» **Directions**: Copy each line that contains the string "asphalt", taking them from the material.

☆ ☆ ☆ ☆ ☆ ☆ ☆

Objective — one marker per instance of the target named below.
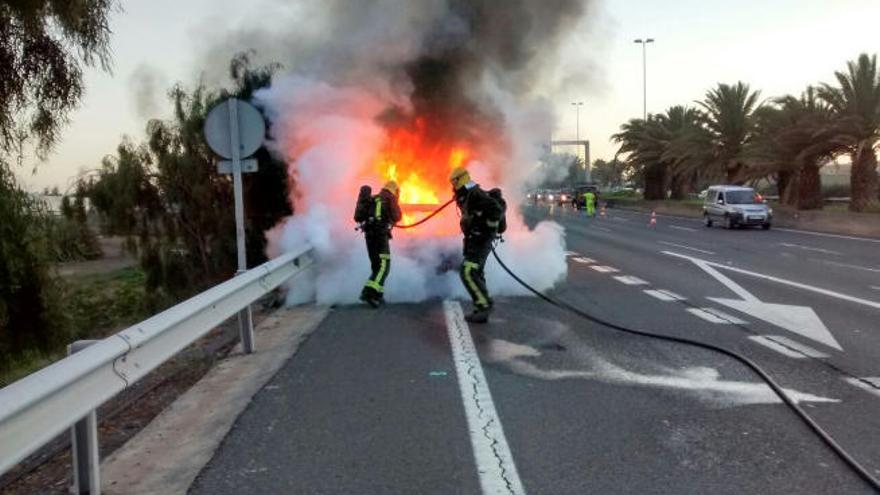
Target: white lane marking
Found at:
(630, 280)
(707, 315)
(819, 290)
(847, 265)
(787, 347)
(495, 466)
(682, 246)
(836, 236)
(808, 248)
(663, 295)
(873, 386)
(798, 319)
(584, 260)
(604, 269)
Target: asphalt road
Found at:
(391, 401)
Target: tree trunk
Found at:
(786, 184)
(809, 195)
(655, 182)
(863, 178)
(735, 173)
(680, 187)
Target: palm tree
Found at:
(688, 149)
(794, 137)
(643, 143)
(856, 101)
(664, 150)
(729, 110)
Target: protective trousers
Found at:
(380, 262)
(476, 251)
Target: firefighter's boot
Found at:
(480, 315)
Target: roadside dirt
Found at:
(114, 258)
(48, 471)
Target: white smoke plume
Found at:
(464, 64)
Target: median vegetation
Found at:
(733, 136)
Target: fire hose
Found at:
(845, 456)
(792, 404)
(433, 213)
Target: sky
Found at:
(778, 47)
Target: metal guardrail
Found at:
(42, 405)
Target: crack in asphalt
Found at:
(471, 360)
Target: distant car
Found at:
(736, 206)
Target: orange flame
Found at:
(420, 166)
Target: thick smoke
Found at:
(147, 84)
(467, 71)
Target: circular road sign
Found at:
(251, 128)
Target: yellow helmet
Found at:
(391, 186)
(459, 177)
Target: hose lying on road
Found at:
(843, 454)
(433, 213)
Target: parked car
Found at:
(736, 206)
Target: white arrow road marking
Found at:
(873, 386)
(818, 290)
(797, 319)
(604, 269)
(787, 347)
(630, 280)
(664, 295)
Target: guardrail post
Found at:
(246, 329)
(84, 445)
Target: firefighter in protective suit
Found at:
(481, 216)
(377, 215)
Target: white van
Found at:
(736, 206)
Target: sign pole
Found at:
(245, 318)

☆ ☆ ☆ ☆ ☆ ☆ ☆

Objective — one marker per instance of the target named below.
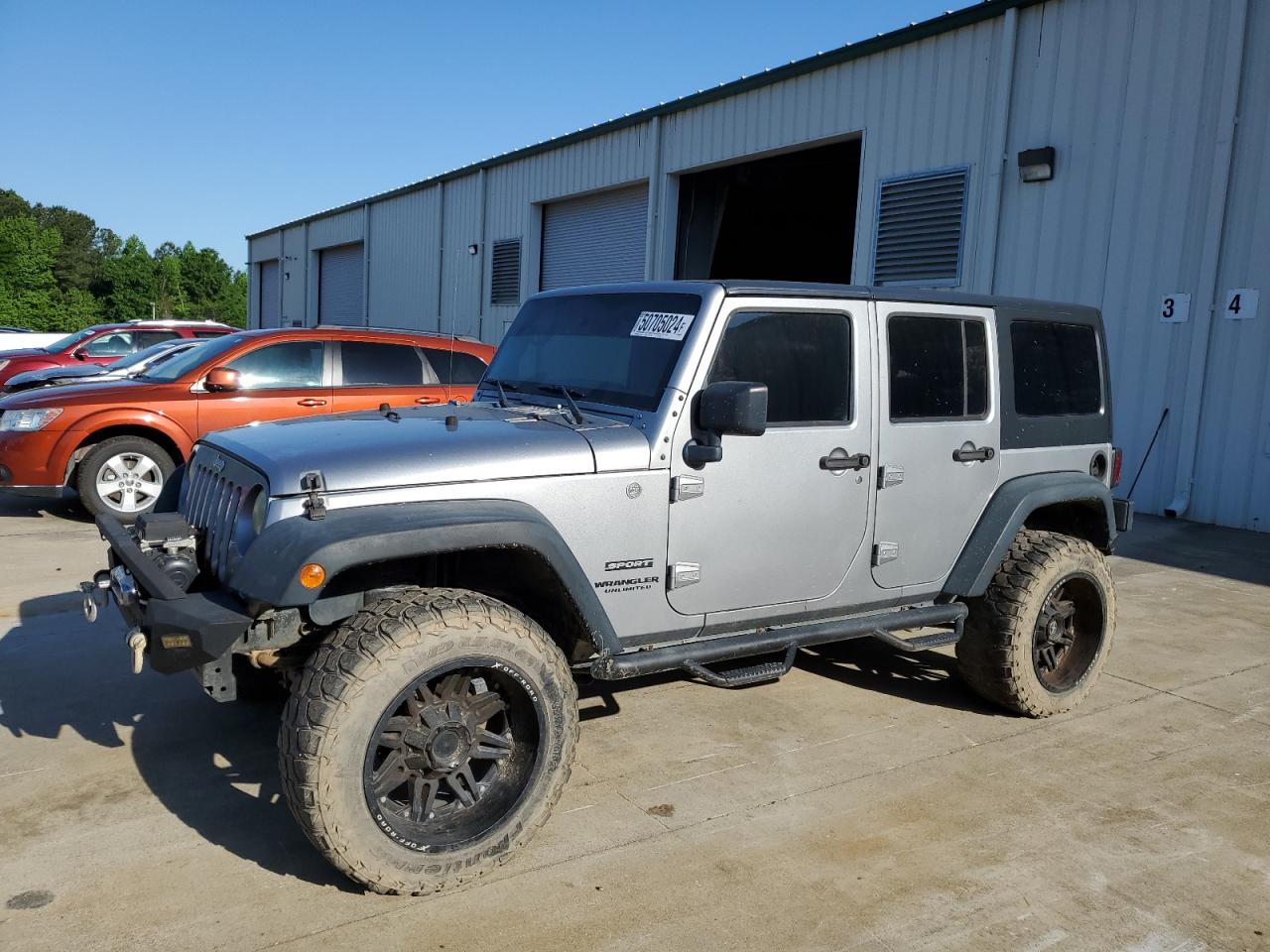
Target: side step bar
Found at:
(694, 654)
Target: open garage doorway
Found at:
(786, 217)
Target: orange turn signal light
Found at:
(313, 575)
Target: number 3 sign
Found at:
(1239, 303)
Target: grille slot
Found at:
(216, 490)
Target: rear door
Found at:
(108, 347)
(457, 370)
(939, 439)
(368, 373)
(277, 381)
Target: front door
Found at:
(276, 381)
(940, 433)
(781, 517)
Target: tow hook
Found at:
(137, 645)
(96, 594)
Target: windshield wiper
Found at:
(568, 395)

☆ ☆ ☆ ☆ ☆ ☆ ☆

» **Solution for this problem**:
Target: asphalt road
Target: crack in asphalt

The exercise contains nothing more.